::: RAW RECORDS :::
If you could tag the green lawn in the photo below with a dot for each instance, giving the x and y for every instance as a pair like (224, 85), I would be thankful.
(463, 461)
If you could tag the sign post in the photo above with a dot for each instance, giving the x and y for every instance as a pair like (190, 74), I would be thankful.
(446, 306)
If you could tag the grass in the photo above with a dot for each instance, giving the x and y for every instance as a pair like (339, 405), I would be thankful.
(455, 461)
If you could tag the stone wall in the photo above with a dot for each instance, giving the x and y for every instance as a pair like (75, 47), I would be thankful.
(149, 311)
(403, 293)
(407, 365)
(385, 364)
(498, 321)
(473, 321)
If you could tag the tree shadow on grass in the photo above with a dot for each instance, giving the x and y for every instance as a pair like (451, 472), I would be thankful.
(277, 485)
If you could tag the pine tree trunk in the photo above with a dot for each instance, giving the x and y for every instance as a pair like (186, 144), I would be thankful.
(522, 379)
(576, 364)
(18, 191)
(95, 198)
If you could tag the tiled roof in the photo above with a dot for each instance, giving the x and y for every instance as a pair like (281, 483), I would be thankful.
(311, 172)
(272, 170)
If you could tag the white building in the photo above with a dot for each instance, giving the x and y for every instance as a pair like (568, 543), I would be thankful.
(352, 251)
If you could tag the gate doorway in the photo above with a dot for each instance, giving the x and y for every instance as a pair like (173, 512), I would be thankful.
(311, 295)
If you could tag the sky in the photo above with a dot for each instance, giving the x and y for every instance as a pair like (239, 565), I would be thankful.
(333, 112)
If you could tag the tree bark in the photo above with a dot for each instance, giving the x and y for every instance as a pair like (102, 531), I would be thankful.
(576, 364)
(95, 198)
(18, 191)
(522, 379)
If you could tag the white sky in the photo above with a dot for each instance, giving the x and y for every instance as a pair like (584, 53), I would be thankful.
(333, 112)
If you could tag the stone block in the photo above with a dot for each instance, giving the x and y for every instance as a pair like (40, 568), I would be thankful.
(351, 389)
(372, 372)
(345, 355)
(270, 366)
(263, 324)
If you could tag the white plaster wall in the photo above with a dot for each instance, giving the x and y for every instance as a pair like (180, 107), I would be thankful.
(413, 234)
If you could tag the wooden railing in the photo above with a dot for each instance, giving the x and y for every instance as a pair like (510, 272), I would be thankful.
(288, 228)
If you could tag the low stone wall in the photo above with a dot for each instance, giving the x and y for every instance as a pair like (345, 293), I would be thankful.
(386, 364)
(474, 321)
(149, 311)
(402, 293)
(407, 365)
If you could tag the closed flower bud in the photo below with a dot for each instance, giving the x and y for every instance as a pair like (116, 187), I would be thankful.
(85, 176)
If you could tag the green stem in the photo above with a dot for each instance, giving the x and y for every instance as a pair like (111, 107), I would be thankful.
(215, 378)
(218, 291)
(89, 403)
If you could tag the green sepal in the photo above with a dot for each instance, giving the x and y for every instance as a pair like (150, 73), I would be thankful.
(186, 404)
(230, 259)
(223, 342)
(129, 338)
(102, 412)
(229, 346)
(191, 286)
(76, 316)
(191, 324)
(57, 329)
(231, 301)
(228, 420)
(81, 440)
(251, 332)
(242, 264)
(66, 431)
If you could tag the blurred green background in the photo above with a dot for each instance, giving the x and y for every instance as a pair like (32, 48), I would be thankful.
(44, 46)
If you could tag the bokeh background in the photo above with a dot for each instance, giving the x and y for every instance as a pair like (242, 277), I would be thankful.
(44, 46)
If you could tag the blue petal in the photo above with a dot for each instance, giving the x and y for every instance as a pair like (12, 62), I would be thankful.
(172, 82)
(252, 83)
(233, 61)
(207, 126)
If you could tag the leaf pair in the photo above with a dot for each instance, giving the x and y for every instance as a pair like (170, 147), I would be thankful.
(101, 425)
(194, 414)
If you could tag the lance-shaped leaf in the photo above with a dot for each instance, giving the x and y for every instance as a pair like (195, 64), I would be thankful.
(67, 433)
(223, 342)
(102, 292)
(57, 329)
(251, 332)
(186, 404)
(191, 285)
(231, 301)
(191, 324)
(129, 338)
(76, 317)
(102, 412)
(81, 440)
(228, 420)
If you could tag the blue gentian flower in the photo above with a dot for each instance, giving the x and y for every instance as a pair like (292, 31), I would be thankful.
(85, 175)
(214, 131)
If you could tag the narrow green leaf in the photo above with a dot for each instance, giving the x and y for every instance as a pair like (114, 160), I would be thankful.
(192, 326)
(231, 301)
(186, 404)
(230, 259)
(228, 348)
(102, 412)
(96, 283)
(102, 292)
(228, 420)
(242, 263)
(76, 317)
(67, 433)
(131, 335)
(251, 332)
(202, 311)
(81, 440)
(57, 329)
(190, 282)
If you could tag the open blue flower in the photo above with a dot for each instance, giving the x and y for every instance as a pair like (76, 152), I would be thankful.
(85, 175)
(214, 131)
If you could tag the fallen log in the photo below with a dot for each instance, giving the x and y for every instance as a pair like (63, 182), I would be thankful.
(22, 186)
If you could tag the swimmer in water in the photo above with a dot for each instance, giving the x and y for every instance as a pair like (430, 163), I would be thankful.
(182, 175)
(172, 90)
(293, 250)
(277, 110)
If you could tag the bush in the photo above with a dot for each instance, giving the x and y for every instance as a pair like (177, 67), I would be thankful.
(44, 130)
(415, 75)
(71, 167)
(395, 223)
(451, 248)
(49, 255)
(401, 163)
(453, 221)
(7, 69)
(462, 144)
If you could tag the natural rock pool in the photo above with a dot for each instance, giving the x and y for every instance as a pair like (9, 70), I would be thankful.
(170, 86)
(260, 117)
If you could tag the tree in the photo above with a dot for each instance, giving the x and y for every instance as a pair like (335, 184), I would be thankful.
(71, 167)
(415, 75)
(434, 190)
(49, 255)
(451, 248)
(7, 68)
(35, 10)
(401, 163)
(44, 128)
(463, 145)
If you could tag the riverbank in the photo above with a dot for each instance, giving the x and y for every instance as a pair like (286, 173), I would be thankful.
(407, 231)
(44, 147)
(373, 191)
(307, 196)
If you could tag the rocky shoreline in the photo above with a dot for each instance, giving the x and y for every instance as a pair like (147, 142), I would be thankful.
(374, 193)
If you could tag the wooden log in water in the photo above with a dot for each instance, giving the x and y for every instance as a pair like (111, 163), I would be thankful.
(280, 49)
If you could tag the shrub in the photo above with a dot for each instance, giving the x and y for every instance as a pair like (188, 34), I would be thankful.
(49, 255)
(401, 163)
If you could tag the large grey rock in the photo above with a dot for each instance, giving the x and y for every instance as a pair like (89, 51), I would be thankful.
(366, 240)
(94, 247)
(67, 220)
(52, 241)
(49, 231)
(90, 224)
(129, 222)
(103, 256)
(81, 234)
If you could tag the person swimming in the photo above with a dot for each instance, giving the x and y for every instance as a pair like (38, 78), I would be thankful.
:::
* TASK BRIEF *
Rewrite the lines from the one containing "If you could tag the shrub" through the end of the material, swapping "I would be thankful" for "I would be grateful" and keeping everything else the same.

* WRITTEN SOLUTION *
If you could tag the shrub in the photo above with a dot for each instance, giving the x and y for every instance as a pair like (188, 34), I would be grateful.
(49, 255)
(401, 163)
If you could tag the large grey rock in the photo above with a dot for each instance, giving the x and y for every instance as a pair like (89, 51), I would be grateful.
(366, 240)
(94, 247)
(67, 220)
(52, 241)
(49, 231)
(90, 224)
(129, 222)
(103, 256)
(81, 234)
If you could tag the person swimming in the photo above with a dot for each instance, giving the x and y for every instance as a pair like (38, 78), I would be grateful.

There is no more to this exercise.